Task material section start

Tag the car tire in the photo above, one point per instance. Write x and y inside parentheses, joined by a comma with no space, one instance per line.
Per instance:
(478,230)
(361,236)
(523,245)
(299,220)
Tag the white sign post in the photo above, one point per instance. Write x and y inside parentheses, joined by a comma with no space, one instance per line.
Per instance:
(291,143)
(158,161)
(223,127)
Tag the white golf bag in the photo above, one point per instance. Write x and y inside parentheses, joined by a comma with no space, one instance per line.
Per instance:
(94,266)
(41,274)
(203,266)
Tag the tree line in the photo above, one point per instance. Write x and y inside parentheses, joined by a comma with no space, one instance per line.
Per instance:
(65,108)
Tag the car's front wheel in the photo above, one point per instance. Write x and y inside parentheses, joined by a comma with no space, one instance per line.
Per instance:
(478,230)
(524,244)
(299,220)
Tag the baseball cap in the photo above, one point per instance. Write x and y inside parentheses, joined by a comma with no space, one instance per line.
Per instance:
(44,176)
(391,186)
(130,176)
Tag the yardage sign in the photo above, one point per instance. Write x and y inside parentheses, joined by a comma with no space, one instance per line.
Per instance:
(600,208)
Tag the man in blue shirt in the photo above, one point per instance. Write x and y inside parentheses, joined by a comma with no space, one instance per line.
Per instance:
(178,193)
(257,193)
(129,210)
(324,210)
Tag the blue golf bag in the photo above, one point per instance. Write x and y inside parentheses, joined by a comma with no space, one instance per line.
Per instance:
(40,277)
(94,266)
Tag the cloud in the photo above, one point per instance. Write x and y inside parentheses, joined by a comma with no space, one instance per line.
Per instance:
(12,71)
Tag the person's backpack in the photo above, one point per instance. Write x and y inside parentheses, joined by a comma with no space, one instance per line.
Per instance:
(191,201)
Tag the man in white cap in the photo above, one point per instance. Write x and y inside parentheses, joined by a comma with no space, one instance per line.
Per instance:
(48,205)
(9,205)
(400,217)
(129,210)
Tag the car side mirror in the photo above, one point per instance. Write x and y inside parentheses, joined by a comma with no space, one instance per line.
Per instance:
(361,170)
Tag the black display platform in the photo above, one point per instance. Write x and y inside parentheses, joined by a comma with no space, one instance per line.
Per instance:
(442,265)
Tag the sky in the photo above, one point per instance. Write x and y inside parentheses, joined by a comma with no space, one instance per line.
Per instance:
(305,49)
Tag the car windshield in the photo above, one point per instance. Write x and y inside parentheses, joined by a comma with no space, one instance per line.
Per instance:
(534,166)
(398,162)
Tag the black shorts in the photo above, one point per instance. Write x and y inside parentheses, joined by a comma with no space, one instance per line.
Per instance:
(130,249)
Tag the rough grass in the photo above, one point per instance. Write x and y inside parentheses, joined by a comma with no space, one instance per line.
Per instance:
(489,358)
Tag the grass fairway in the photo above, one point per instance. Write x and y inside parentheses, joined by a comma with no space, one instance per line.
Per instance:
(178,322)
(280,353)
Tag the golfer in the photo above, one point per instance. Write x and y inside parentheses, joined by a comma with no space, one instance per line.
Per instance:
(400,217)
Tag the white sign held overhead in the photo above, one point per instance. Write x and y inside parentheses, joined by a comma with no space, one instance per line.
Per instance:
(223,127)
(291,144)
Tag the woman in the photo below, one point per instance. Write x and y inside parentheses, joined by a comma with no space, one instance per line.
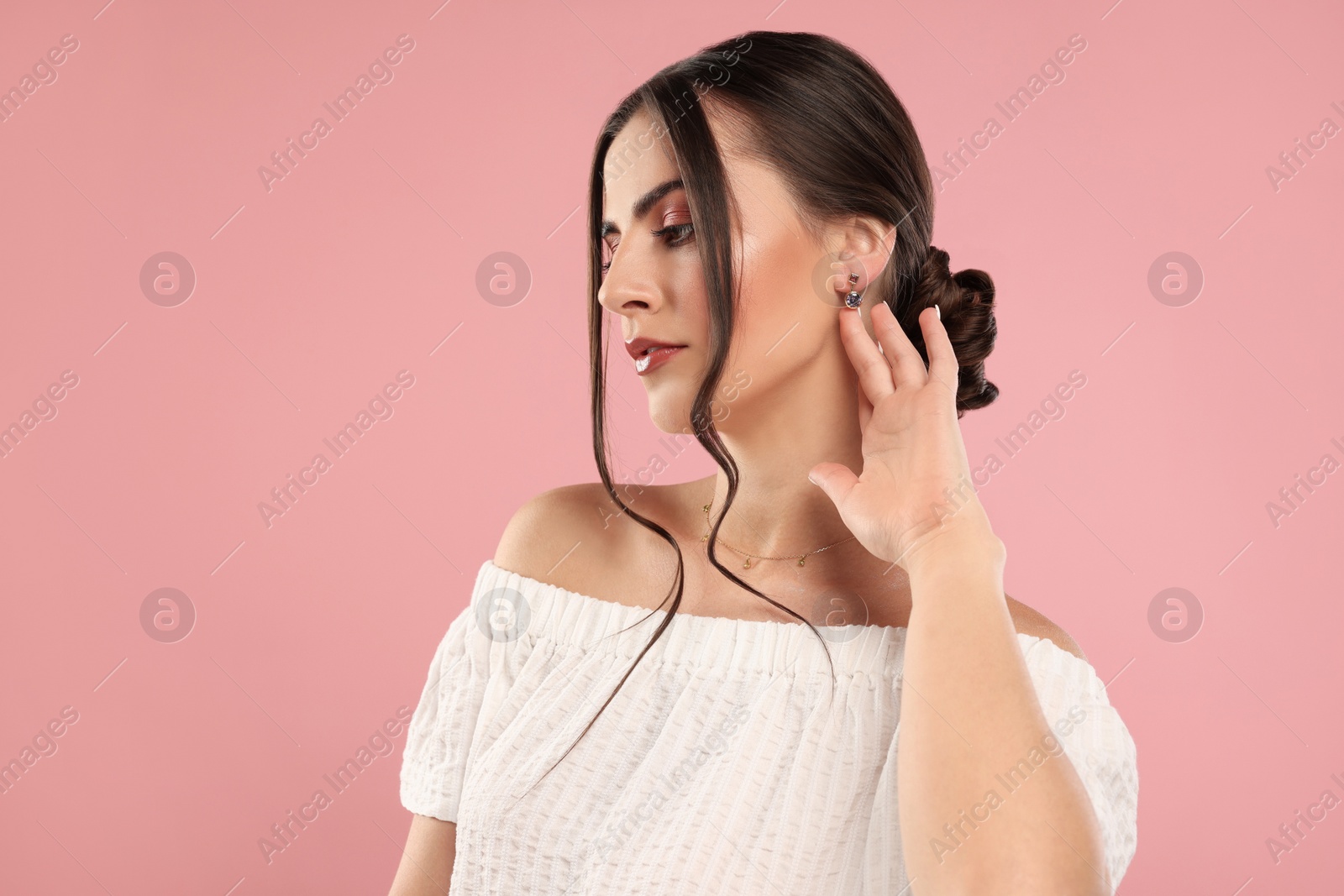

Task material section end

- **Problem to solve**: Reproduce, exactly and with no pictures, the lines from the line containing "Tag the black shorts" through the closing line of the data above, keeping both ends.

- **Solution for this task**:
Tag the black shorts in the photo above, one point per instance. Write x and y inside parentheses, joined by a comma with no space, one instance per line.
Per instance:
(130,249)
Tag the rough grass in the photo above, one point per instance. Write x and y inside parentheses, joined by a comma with no space, one instance per line.
Per instance:
(489,358)
Tag the grass fairway in the photo above, one point per instance. Write x and y inside parentheses, joined by a comma with no space, one instance per line.
Per instance:
(178,322)
(280,353)
Tag the golfer in the photo above, one point per instance. Write x and y inside parentheses, joined by a comma with no space, one instance per line.
Per instance:
(400,217)
Tag the white sign held overhead in the photo above, one point per instance. Write x and y inside parentheses, joined by a comma with no space, one instance per line.
Per instance:
(223,127)
(291,144)
Tag the woman in the photo below, one point per instance. Write x and y inside parentheses, joined by a comma with no space, one instance per line.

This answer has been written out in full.